#### [WRITTEN EXERCISE]
Reproduce the records that follow word for word, omitting the pictures from your answer.

#### [DATASET CONTENT]
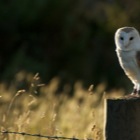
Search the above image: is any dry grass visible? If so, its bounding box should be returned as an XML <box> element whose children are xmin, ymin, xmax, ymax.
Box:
<box><xmin>0</xmin><ymin>73</ymin><xmax>122</xmax><ymax>140</ymax></box>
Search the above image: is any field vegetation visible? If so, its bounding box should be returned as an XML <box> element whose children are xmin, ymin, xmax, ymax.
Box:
<box><xmin>0</xmin><ymin>73</ymin><xmax>123</xmax><ymax>140</ymax></box>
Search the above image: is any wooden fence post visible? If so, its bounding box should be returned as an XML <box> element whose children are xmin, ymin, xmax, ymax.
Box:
<box><xmin>104</xmin><ymin>98</ymin><xmax>140</xmax><ymax>140</ymax></box>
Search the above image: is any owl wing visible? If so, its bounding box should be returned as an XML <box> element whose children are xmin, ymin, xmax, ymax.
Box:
<box><xmin>136</xmin><ymin>51</ymin><xmax>140</xmax><ymax>68</ymax></box>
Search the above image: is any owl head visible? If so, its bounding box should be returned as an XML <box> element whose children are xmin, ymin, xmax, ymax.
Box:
<box><xmin>115</xmin><ymin>27</ymin><xmax>140</xmax><ymax>51</ymax></box>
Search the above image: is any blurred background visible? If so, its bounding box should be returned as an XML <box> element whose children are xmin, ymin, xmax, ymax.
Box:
<box><xmin>0</xmin><ymin>0</ymin><xmax>140</xmax><ymax>93</ymax></box>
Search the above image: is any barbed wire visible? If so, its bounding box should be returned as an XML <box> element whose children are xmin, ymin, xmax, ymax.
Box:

#### [RESULT]
Search the above image: is any dry grass visible? If so, its bounding box should be returned as an XML <box> element whose children are xmin, ymin, xmax, ymax.
Box:
<box><xmin>0</xmin><ymin>73</ymin><xmax>122</xmax><ymax>140</ymax></box>
Search the above image: is any field vegetation visible? If so, its bounding box should be returned as an XML <box> element whose children are xmin, ymin, xmax, ymax.
Box:
<box><xmin>0</xmin><ymin>73</ymin><xmax>123</xmax><ymax>140</ymax></box>
Search the above image: is any wooden fence post visible? If so, its bounding box should be returned as an XML <box> element whose children are xmin, ymin, xmax, ymax.
Box:
<box><xmin>104</xmin><ymin>98</ymin><xmax>140</xmax><ymax>140</ymax></box>
Search the above image: is any owl wing visible? If so, its bounding box should be returned as an XML <box> element whose children are xmin, ymin, xmax, ymax.
Box:
<box><xmin>136</xmin><ymin>51</ymin><xmax>140</xmax><ymax>68</ymax></box>
Search the above image: is any owl head visible? If so, its bounding box should be returned as an XML <box> element whose children are xmin, ymin, xmax, ymax.
Box:
<box><xmin>115</xmin><ymin>27</ymin><xmax>140</xmax><ymax>51</ymax></box>
Search the above image: is any blurred background visible? If so, its bounding box should be returned as an XML <box> element whose children are xmin, ymin, xmax, ymax.
Box:
<box><xmin>0</xmin><ymin>0</ymin><xmax>140</xmax><ymax>93</ymax></box>
Search the above image: is any barbed wire visible? If so, its bounding box should be returned as an XML <box> element whose children are xmin, ymin, xmax, ymax.
Box:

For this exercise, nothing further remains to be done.